Your objective
Quote verbatim the lines of the records below, from the first line through the line containing "164 75 L 166", including both.

Start of Data

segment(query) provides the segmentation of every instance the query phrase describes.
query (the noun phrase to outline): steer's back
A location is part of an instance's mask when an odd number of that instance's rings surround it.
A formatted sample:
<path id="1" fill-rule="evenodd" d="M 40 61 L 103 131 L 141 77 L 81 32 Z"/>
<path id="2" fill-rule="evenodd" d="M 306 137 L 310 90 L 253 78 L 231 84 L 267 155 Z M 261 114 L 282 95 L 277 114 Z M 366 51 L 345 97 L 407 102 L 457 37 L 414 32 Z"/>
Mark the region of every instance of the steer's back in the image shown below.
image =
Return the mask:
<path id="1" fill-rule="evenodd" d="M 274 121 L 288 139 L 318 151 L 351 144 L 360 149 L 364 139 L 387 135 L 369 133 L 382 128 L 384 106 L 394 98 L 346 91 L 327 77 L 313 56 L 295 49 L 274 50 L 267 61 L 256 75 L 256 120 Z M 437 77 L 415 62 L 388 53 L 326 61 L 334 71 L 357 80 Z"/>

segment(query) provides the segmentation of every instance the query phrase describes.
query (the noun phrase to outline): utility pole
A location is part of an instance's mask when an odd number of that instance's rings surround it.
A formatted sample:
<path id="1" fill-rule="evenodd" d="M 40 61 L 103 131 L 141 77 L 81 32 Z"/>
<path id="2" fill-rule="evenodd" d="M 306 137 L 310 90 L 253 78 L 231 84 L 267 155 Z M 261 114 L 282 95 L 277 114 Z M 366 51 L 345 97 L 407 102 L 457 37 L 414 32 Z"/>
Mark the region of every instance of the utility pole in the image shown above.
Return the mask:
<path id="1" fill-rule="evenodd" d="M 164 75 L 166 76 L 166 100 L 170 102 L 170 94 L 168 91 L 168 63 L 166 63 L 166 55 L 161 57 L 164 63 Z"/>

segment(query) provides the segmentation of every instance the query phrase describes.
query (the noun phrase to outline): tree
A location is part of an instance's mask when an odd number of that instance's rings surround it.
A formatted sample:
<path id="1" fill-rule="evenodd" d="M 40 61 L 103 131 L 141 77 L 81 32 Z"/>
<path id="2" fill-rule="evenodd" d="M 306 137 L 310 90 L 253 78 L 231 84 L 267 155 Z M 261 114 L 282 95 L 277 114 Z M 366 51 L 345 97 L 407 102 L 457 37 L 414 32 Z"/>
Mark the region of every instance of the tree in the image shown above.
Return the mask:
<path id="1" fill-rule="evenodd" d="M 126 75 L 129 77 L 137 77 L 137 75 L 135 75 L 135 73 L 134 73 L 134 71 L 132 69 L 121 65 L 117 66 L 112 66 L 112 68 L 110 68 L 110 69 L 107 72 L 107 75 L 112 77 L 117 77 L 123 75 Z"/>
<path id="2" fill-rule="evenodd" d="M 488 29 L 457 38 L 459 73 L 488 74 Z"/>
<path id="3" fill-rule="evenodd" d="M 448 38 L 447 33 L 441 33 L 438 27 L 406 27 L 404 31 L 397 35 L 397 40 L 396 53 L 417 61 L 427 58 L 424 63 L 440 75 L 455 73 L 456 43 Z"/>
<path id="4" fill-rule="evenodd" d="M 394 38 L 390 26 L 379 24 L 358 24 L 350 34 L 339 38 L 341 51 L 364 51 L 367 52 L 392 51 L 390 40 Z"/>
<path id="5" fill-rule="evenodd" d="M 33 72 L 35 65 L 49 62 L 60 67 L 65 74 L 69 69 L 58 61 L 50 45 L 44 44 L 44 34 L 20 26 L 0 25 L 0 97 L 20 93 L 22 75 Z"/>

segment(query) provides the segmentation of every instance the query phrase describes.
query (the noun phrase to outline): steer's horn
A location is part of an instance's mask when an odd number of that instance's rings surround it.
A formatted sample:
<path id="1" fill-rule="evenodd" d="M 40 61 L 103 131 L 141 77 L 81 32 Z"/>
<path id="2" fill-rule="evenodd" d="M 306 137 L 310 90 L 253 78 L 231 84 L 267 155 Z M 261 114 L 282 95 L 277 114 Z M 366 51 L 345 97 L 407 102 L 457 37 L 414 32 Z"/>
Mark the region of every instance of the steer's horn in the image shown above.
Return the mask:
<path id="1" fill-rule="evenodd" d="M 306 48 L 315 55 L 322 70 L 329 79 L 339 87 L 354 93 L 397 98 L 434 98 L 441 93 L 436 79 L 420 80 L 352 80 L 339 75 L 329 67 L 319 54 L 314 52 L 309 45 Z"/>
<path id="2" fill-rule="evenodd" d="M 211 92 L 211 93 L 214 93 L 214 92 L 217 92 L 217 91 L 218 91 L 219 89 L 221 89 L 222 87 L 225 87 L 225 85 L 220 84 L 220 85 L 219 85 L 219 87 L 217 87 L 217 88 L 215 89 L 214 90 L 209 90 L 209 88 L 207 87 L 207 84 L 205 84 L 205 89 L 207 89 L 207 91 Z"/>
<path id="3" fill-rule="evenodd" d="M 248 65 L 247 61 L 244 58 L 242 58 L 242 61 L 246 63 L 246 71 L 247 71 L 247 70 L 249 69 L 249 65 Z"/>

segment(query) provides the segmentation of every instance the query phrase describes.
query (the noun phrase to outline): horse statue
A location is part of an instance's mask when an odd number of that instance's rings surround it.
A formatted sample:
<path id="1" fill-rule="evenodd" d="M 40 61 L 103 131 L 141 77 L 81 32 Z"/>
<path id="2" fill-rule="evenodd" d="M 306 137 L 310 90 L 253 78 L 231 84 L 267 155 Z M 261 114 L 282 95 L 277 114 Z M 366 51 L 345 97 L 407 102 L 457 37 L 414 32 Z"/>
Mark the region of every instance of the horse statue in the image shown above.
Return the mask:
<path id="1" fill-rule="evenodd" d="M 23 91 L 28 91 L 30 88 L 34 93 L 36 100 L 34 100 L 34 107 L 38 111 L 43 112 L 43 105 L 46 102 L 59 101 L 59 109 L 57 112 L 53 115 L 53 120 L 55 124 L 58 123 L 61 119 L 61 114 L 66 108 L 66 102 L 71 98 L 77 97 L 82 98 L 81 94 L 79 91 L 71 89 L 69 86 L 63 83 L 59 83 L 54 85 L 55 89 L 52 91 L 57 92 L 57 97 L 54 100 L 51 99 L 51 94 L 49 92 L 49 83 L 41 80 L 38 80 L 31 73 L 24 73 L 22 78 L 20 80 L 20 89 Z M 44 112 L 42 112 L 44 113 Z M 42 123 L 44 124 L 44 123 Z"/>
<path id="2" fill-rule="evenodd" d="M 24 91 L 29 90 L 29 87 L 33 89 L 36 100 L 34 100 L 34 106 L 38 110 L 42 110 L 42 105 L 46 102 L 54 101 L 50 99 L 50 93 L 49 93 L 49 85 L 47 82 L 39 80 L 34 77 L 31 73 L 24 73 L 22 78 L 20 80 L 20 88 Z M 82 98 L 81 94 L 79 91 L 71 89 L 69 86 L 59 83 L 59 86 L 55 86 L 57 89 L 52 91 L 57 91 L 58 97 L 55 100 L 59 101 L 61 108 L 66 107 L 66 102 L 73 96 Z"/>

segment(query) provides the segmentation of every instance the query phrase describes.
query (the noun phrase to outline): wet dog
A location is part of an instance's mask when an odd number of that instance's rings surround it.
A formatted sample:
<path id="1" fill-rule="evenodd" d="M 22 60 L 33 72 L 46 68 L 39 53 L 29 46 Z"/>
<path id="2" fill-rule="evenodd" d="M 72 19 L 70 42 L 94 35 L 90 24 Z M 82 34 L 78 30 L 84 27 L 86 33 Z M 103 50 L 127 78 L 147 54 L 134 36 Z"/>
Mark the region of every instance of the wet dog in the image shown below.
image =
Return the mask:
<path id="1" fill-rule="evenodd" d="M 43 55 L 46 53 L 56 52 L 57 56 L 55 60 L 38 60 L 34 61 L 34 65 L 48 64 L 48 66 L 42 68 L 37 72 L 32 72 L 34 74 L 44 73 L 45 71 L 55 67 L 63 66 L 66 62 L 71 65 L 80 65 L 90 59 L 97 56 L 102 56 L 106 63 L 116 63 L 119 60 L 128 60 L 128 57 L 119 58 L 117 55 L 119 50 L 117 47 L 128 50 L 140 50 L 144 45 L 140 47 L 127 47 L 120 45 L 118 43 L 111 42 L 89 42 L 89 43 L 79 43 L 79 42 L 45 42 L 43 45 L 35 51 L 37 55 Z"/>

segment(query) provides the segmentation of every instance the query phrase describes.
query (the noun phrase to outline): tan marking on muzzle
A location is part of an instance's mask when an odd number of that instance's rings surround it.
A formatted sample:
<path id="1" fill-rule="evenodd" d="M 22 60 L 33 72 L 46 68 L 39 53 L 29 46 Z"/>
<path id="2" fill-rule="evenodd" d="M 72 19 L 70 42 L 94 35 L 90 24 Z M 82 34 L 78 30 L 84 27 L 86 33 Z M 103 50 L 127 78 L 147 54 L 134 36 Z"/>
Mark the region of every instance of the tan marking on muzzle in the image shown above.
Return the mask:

End of Data

The result
segment(query) provides the segmentation of every instance the query phrase describes.
query (the noun phrase to outline): steer's back
A location is part of an instance's mask when an odd number of that instance's rings surround it.
A formatted sample:
<path id="1" fill-rule="evenodd" d="M 40 61 L 103 131 L 141 77 L 81 32 Z"/>
<path id="2" fill-rule="evenodd" d="M 306 137 L 310 90 L 253 78 L 231 84 L 267 155 Z M 261 114 L 282 95 L 277 114 Z M 366 51 L 345 97 L 407 102 L 457 37 L 414 32 Z"/>
Mark the region of every instance of the steer's back in the image shown below.
image =
Return the mask:
<path id="1" fill-rule="evenodd" d="M 274 121 L 288 139 L 318 151 L 351 144 L 360 149 L 364 139 L 387 135 L 369 133 L 382 128 L 384 106 L 394 98 L 346 91 L 327 77 L 313 56 L 295 49 L 274 50 L 267 61 L 256 75 L 256 120 Z M 437 77 L 415 62 L 388 53 L 326 61 L 334 71 L 357 80 Z"/>

segment(query) provides the segmentation of every instance the query phrase describes.
query (the noun phrase to outline): utility pole
A location is part of an instance's mask when an odd number of that instance's rings surround it.
A formatted sample:
<path id="1" fill-rule="evenodd" d="M 40 61 L 103 131 L 141 77 L 81 32 Z"/>
<path id="2" fill-rule="evenodd" d="M 306 137 L 310 90 L 253 78 L 231 84 L 267 155 Z M 261 114 L 282 95 L 277 114 Z M 366 51 L 345 97 L 407 102 L 457 37 L 414 32 Z"/>
Mark the region of every instance of the utility pole in the image shown above.
Return the mask:
<path id="1" fill-rule="evenodd" d="M 164 75 L 166 76 L 166 100 L 170 102 L 170 94 L 168 91 L 168 63 L 166 63 L 166 55 L 161 57 L 164 63 Z"/>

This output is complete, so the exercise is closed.